### ZU BEARBEITENDE AUFGABEN:
- 1) An welchem Tag trat die Nationalversammlung laut dem Text über die Weimarer Republik im Deutschen Nationaltheater in Weimar zusammen?
- 2) Zähle alle Parteien auf, die der Text über die Weimarer Republik zur „Weimarer Koalition“ rechnet.
- 3) Zitiere aus dem Text über die Weimarer Republik die Stelle zwischen „Es sollte sich“ und „Jahr 1933 begleiteten.“, beide eingeschlossen.

Tatsächlich war der Beginn der Weimarer Republik – die so heißt, weil sie eben in Weimar und nicht im damals von Unruhen erschütterten Berlin ihren Anfang nahm – besser, als man hatte hoffen dürfen. In den Wahlen zur verfassungsgebenden Natio-nalversammlung vom 19. Januar 1919 erreichten die Parteien eine Mehrheit, die vereinbart hatten, die Revolution durch die Konstituante zu beenden. Genauer gesagt, wollten sie nicht einfach die Revolution beenden, sondern in eine liberale Demokratie münden lassen. Indem die Sozialdemokratische Partei Deutschland (SPD), die Deutsche Zentrumspartei und die linksliberale Deutsche Demokratische Partei (DDP) eine Mehrheit erhielten, war fürs Erste zweierlei gesichert: das Deutsche Reich würde eine Republik sein, und diese Republik würde demokratisch und liberal sein.

Gemeinsam kamen die drei Parteien der bald sogenannten „Weimarer Koalition“ auf 76,2 Prozent, wobei davon 37,9 auf die SPD, 19,7 auf das Zentrum und 18,6 auf die DDP entfielen. Nachdem die Nationalversammlung am 6. Februar 1919 im Deutschen Nationaltheater in Weimar zusammengetreten war, bildeten diese drei Parteien eine Regierung und wählten den Sozialdemokraten Philipp Scheidemann an ihre Spitze. Nationalversammlung und Regierung hatten nun zwei große Aufgaben: zum einen, einen erträglichen Friedensschluss mit den Siegermächten des Ersten Weltkriegs zu erreichen; zum anderen, eine Verfassung für die neue Republik auszuarbeiten.

Es sollte sich bald zeigen, dass die zweite Aufgabe weit leichter zu bewältigen war als die erste. Am 31. Juli 1919 verabschiedete die Nationalversammlung die Weimarer Reichsverfassung, die Reichspräsident Friedrich Ebert am 11. August unterzeichnete. Am 14. August trat sie in Kraft. Der republikanische Charakter des Deutschen Reiches schien festgeschrieben zu sein. So einfach war es freilich nicht. Schon in der Nationalversammlung zeigten sich einige der strukturellen Probleme, die die Weimarer Republik bis zu ihrem Ende im Jahr 1933 begleiteten.

Datenzeilen
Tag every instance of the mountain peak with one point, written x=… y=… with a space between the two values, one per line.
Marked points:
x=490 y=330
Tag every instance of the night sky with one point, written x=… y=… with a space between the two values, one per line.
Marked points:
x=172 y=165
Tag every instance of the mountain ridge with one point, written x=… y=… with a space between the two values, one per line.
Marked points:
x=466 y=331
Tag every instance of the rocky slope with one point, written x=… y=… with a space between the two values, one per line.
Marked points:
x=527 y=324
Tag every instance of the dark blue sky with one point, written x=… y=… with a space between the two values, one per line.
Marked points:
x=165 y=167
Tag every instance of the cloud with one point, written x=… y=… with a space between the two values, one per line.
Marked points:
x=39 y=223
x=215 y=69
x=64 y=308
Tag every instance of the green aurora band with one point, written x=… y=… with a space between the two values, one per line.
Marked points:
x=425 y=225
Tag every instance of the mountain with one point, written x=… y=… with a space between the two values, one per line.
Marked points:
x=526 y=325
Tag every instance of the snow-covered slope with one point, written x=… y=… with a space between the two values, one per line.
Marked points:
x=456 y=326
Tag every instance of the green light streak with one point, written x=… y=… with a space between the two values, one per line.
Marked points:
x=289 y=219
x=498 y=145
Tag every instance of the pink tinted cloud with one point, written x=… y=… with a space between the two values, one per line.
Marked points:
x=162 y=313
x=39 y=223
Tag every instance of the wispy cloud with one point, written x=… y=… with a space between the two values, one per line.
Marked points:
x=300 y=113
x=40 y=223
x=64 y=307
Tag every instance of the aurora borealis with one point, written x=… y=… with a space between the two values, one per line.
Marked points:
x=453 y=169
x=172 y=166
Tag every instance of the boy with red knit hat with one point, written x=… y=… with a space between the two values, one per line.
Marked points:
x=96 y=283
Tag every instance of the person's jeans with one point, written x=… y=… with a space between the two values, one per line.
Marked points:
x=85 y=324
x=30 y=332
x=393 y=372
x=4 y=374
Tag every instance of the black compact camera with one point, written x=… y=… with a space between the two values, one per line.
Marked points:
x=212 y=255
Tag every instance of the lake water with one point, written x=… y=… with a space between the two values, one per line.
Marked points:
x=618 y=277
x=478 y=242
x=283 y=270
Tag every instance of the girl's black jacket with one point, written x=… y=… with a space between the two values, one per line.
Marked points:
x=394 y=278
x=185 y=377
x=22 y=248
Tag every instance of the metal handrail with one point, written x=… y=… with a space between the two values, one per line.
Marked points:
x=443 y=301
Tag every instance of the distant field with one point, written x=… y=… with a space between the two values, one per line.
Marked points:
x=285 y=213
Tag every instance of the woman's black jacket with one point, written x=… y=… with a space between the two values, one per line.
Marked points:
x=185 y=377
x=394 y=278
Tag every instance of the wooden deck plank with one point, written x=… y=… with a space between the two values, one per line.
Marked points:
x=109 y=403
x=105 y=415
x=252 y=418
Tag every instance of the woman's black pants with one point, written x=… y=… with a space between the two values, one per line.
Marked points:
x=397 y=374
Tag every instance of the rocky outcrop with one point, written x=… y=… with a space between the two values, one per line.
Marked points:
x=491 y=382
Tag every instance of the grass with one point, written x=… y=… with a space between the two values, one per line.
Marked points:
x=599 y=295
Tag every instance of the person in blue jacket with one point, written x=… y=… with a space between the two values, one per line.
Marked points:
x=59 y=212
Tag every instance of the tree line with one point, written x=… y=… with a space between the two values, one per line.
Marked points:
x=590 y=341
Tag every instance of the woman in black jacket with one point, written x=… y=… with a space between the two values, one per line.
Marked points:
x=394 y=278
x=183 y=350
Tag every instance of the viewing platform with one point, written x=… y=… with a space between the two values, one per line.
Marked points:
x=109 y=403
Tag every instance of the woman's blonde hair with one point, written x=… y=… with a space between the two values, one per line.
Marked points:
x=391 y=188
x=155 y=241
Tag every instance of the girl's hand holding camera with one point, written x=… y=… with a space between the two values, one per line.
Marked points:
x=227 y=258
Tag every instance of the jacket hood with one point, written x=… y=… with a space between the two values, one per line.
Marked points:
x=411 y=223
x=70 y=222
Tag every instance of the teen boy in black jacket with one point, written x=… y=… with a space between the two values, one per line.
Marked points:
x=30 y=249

* * *

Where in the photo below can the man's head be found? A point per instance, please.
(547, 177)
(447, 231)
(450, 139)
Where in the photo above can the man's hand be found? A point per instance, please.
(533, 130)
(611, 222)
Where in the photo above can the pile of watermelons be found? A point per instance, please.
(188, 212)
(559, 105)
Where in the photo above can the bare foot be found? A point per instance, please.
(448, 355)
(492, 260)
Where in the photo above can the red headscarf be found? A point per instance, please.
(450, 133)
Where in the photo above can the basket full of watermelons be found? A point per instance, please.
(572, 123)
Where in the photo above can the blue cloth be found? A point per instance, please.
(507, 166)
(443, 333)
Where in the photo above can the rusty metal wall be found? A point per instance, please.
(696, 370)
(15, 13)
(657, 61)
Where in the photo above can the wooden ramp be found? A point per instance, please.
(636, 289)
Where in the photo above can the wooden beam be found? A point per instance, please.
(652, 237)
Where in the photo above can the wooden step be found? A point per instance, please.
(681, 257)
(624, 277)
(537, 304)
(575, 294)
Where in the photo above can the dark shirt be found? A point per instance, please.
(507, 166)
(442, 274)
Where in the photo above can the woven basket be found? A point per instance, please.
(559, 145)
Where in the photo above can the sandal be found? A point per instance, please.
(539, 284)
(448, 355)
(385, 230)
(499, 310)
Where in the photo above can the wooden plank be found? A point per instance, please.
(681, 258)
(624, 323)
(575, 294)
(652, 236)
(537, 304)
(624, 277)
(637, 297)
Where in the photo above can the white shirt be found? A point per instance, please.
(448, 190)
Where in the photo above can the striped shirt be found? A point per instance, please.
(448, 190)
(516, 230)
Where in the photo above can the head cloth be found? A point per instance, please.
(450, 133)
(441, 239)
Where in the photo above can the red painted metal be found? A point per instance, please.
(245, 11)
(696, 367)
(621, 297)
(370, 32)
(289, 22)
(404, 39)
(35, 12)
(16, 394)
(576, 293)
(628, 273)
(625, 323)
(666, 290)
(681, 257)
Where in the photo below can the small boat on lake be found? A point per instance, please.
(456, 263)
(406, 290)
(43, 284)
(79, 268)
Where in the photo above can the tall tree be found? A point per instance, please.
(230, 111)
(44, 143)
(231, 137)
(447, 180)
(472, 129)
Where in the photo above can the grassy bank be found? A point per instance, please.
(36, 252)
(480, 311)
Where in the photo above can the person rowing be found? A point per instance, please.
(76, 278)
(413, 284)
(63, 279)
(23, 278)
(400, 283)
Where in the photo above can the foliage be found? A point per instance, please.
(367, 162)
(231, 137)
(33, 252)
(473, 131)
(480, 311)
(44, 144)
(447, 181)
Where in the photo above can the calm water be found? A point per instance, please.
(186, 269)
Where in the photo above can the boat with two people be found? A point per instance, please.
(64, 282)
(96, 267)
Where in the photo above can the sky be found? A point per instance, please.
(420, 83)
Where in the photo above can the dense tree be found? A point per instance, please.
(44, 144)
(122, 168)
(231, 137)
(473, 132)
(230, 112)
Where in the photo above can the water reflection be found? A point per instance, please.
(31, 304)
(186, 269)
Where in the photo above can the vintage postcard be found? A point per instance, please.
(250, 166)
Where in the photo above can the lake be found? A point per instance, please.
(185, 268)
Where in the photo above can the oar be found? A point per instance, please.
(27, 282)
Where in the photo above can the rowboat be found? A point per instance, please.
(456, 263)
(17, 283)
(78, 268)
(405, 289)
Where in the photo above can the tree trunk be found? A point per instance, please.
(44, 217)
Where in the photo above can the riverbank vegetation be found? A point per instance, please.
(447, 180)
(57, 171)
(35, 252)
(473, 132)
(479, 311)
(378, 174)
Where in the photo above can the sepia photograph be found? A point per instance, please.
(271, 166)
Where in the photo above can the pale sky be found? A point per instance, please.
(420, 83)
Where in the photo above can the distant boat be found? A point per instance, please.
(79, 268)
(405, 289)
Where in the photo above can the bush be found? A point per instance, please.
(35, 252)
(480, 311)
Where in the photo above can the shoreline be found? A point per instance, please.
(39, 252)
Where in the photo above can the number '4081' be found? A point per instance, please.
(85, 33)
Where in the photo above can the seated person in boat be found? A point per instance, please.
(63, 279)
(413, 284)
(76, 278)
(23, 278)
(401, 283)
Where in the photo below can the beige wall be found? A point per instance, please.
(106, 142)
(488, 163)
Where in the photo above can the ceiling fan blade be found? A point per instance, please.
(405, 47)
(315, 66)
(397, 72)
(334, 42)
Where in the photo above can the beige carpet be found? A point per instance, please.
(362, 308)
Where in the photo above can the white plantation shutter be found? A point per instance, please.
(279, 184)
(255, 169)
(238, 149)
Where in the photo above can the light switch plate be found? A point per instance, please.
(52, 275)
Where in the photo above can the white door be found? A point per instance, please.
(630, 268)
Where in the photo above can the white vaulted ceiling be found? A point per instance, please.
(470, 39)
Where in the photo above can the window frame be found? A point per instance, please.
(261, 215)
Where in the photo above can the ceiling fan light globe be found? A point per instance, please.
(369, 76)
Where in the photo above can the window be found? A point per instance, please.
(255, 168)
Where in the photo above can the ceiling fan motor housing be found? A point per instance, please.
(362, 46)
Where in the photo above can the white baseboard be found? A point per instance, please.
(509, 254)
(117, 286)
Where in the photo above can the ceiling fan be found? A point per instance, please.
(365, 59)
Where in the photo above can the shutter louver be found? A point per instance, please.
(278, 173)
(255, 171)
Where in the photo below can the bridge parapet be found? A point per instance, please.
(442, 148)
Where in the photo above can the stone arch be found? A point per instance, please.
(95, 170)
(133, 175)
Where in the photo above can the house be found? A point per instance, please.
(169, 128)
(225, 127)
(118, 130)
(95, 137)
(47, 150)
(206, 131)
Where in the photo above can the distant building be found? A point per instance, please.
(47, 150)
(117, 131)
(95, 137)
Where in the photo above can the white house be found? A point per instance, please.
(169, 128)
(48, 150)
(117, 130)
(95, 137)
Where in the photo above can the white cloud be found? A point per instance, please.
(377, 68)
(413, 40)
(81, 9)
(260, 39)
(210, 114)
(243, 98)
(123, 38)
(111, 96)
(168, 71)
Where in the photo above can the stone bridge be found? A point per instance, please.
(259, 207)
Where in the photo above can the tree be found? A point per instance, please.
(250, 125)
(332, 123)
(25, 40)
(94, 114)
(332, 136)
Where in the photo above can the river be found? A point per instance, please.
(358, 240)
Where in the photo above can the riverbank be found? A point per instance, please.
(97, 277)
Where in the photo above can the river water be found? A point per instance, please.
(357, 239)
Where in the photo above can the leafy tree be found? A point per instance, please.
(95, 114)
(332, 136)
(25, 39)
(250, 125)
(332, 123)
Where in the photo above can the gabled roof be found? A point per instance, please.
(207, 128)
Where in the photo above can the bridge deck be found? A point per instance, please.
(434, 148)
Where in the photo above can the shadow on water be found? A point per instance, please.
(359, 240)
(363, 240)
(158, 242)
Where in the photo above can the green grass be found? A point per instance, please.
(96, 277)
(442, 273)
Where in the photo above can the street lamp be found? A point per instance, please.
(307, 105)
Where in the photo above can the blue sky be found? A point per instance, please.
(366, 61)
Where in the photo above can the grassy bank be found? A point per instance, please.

* * *

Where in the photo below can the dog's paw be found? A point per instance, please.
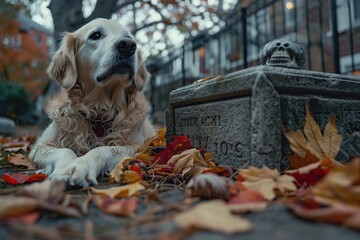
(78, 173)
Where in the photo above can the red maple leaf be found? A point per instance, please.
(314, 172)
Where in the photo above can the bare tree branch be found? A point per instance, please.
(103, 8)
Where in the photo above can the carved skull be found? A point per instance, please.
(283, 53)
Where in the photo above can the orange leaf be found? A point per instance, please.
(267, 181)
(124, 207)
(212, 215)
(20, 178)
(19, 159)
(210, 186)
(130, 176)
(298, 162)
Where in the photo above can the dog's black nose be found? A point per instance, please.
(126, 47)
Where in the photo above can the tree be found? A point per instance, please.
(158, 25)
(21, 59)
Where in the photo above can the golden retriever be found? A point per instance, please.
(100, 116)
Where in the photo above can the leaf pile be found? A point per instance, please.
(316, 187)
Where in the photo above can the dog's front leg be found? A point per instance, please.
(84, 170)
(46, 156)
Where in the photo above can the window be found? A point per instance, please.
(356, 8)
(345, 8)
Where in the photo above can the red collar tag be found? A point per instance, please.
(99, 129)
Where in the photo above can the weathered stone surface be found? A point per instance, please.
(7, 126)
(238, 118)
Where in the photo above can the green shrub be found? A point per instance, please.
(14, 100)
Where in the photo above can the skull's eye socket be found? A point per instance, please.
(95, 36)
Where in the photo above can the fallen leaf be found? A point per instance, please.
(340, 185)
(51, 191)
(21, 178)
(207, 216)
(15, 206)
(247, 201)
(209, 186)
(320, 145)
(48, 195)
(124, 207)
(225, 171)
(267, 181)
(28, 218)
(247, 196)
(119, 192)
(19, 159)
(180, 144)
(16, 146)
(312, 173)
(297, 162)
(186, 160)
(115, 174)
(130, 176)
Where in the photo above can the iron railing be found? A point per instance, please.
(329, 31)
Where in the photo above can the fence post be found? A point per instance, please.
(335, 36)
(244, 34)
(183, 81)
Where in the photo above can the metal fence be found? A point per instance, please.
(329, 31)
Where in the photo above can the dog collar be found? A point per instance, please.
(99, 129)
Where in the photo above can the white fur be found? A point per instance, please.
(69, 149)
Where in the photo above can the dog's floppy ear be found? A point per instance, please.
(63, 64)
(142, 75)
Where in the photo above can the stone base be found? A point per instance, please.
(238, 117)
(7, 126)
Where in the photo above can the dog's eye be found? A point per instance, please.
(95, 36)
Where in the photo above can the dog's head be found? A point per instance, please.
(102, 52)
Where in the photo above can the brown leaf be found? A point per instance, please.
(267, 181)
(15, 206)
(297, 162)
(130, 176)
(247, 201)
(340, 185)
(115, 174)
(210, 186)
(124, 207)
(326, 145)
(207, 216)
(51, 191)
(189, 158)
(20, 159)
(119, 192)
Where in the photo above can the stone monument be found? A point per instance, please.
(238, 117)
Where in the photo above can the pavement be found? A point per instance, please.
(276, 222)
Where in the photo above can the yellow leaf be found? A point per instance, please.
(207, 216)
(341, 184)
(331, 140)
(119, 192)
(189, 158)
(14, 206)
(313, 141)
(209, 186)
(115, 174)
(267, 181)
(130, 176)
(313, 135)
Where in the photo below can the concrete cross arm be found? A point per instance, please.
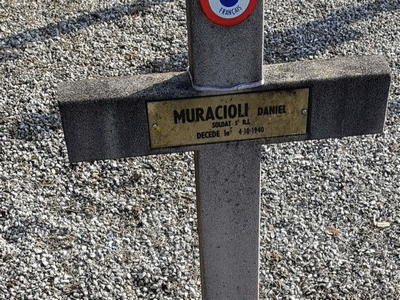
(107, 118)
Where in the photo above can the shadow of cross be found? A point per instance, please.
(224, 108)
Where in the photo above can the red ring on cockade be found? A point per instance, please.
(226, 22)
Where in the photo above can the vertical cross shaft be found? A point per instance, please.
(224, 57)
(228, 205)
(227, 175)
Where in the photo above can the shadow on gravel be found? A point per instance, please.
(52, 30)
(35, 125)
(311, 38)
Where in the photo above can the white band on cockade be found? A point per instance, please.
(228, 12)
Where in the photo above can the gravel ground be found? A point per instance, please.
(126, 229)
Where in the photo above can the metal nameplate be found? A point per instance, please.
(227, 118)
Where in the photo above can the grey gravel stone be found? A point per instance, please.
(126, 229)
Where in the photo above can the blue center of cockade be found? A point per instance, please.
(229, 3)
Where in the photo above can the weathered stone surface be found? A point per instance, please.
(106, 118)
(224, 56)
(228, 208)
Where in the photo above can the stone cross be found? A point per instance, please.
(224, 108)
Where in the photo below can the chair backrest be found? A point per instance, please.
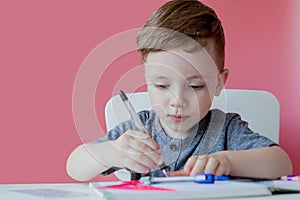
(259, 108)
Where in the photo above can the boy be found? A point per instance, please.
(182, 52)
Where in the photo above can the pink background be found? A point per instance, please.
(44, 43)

### ANTWORTEN JE AUFGABE:
- 1) Am 6. Februar 1919.

- 2) Sozialdemokratische Partei Deutschland (SPD), Deutsche Zentrumspartei, Deutsche Demokratische Partei (DDP)

- 3)
Es sollte sich bald zeigen, dass die zweite Aufgabe weit leichter zu bewältigen war als die erste. Am 31. Juli 1919 verabschiedete die Nationalversammlung die Weimarer Reichsverfassung, die Reichspräsident Friedrich Ebert am 11. August unterzeichnete. Am 14. August trat sie in Kraft. Der republikanische Charakter des Deutschen Reiches schien festgeschrieben zu sein. So einfach war es freilich nicht. Schon in der Nationalversammlung zeigten sich einige der strukturellen Probleme, die die Weimarer Republik bis zu ihrem Ende im Jahr 1933 begleiteten.